## DIRECTION
Copy out each of the following rows word for word, omitting the pictures.

— Start of INPUT ROWS —

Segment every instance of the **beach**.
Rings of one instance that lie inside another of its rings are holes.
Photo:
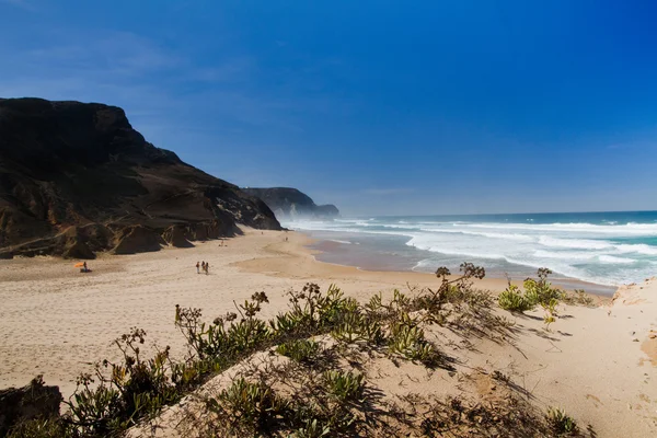
[[[224,241],[196,242],[191,249],[164,249],[136,255],[101,255],[81,274],[76,261],[54,257],[0,262],[0,388],[21,387],[36,374],[60,387],[65,397],[76,377],[102,359],[117,359],[113,339],[138,326],[148,348],[170,345],[185,354],[174,326],[175,306],[203,309],[211,321],[234,303],[265,291],[270,318],[287,306],[285,292],[316,283],[339,286],[360,300],[381,291],[436,287],[433,274],[369,272],[322,263],[297,232],[244,229]],[[197,262],[209,275],[197,274]],[[451,266],[450,266],[451,267]],[[456,269],[453,269],[456,270]],[[453,273],[452,270],[452,273]],[[506,279],[477,281],[500,291]],[[599,437],[649,437],[657,433],[657,280],[622,287],[613,301],[598,307],[561,306],[551,331],[542,311],[512,315],[514,345],[472,339],[468,366],[494,364],[541,406],[561,406],[591,424]],[[463,355],[462,353],[453,353]],[[430,391],[431,388],[425,388]]]

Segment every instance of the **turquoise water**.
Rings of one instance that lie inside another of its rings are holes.
[[[434,272],[468,261],[515,278],[556,276],[619,286],[657,275],[657,211],[395,216],[297,220],[284,226],[332,241],[320,256],[361,267]]]

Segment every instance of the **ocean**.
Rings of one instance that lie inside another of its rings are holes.
[[[395,216],[284,221],[318,239],[318,260],[372,270],[458,272],[523,279],[548,267],[557,279],[608,287],[657,275],[657,211]],[[604,290],[604,288],[601,288]]]

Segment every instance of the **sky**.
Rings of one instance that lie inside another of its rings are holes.
[[[0,96],[344,216],[657,209],[657,2],[0,0]]]

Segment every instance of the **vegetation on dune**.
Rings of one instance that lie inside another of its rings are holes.
[[[499,298],[500,307],[550,306],[561,296],[545,280],[548,274],[540,270],[538,280],[527,280],[525,293],[509,287]],[[486,407],[419,396],[391,402],[378,393],[361,369],[366,357],[451,372],[451,359],[426,335],[431,330],[458,331],[464,342],[470,336],[498,342],[510,333],[512,323],[492,311],[491,295],[472,287],[473,279],[484,277],[483,268],[464,263],[456,278],[450,278],[447,268],[436,275],[440,278],[436,289],[395,290],[390,300],[377,295],[364,304],[334,285],[323,292],[308,284],[290,290],[288,310],[268,321],[258,318],[268,302],[265,292],[235,303],[235,312],[209,324],[201,321],[199,309],[176,306],[174,323],[188,347],[184,360],[173,360],[169,347],[145,359],[140,346],[146,333],[132,328],[116,339],[123,360],[104,360],[93,374],[81,376],[65,415],[19,425],[10,436],[115,436],[157,417],[163,406],[177,403],[237,365],[244,369],[223,389],[201,397],[208,415],[203,425],[195,426],[200,436],[449,433],[458,437],[476,430],[477,436],[538,437],[576,433],[574,420],[562,411],[535,413],[514,395],[510,378],[500,372],[491,379],[507,388],[508,396]],[[256,353],[279,360],[264,365],[244,360]]]
[[[548,281],[550,274],[552,274],[552,270],[544,267],[540,268],[537,273],[538,279],[528,278],[523,281],[525,292],[518,286],[511,285],[509,280],[508,287],[497,297],[497,303],[505,310],[519,313],[533,310],[540,306],[544,311],[543,322],[546,330],[550,330],[550,324],[555,322],[558,316],[556,307],[560,302],[589,307],[593,304],[593,299],[583,289],[568,293],[554,288]]]

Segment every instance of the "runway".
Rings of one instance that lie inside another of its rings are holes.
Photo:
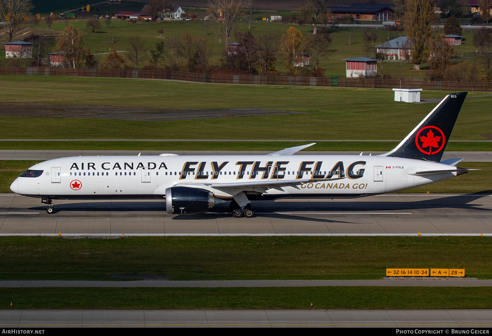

— End of INPUT ROWS —

## WRITTEN RESPONSE
Segment every instance of the **beach**.
Rings of one instance that lie inside another of its rings are holes.
Photo:
[[[224,241],[196,242],[191,249],[164,249],[136,255],[101,255],[81,274],[76,261],[54,257],[0,262],[0,388],[21,387],[36,374],[60,387],[65,397],[76,377],[102,359],[117,359],[113,339],[138,326],[148,348],[170,345],[185,354],[174,326],[175,306],[203,309],[211,321],[234,303],[265,291],[270,318],[287,306],[285,292],[316,283],[339,286],[360,300],[381,291],[436,287],[433,274],[369,272],[322,263],[297,232],[244,229]],[[197,262],[209,275],[197,274]],[[451,266],[450,266],[451,267]],[[456,269],[453,269],[456,270]],[[453,273],[452,270],[452,273]],[[506,279],[477,281],[500,291]],[[599,437],[649,437],[657,433],[657,280],[622,287],[613,301],[598,307],[561,306],[551,331],[542,311],[512,315],[514,345],[472,339],[468,366],[494,364],[541,406],[561,406],[591,424]],[[463,355],[462,353],[453,353]],[[430,391],[431,388],[425,388]]]

Segment every instance of the **turquoise water**.
Rings of one instance that lie inside another of its rings are holes.
[[[434,272],[468,261],[515,278],[556,276],[619,286],[657,275],[657,211],[395,216],[297,220],[284,226],[332,241],[320,256],[361,267]]]

Segment every instance of the **ocean**.
Rings of one instance that lie inside another of its rings are holes.
[[[395,216],[284,221],[318,239],[318,260],[372,270],[458,272],[523,279],[548,267],[557,279],[608,287],[657,275],[657,211]],[[604,290],[604,288],[601,288]]]

Segment every instance of the **sky**.
Rings of one instance that lie inside another of its rings are holes.
[[[0,96],[344,216],[657,209],[657,2],[0,0]]]

Segment every instance of the **vegetation on dune**.
Rings of one instance that lie inside another of its rings are holes.
[[[499,298],[500,307],[550,306],[561,296],[545,280],[548,274],[540,270],[538,280],[527,280],[525,293],[509,287]],[[486,407],[419,396],[391,402],[378,393],[361,369],[366,357],[451,372],[451,359],[426,335],[431,330],[458,331],[464,342],[470,336],[498,342],[510,333],[512,323],[492,311],[491,295],[472,287],[473,279],[484,277],[483,268],[464,263],[456,278],[450,278],[447,268],[436,275],[440,278],[436,289],[395,290],[390,300],[377,295],[364,304],[334,285],[323,292],[308,284],[290,290],[288,310],[268,321],[258,318],[268,302],[265,292],[235,303],[235,312],[209,324],[201,321],[199,309],[176,306],[174,323],[188,347],[184,360],[173,360],[169,347],[145,359],[140,346],[146,333],[132,328],[116,339],[123,360],[104,360],[93,374],[81,376],[65,415],[19,425],[10,436],[115,436],[157,417],[163,406],[177,403],[237,365],[244,369],[223,389],[201,397],[208,415],[203,425],[195,426],[200,436],[449,433],[458,437],[476,430],[477,436],[538,437],[576,433],[574,420],[562,411],[535,413],[514,395],[510,378],[500,372],[491,379],[507,388],[508,396]],[[256,353],[279,360],[264,365],[244,360]]]
[[[548,281],[550,274],[552,274],[552,270],[544,267],[540,268],[537,273],[538,279],[528,278],[523,281],[525,292],[518,286],[511,285],[509,280],[508,287],[497,297],[497,303],[505,310],[519,313],[533,310],[540,306],[544,311],[543,322],[546,330],[550,330],[550,324],[555,322],[558,316],[556,307],[560,302],[589,307],[593,304],[593,299],[583,289],[568,293],[554,288]]]

Segment every instance of the "runway".
Rings of one instance that lie inside another of its rings are holes.
Photo:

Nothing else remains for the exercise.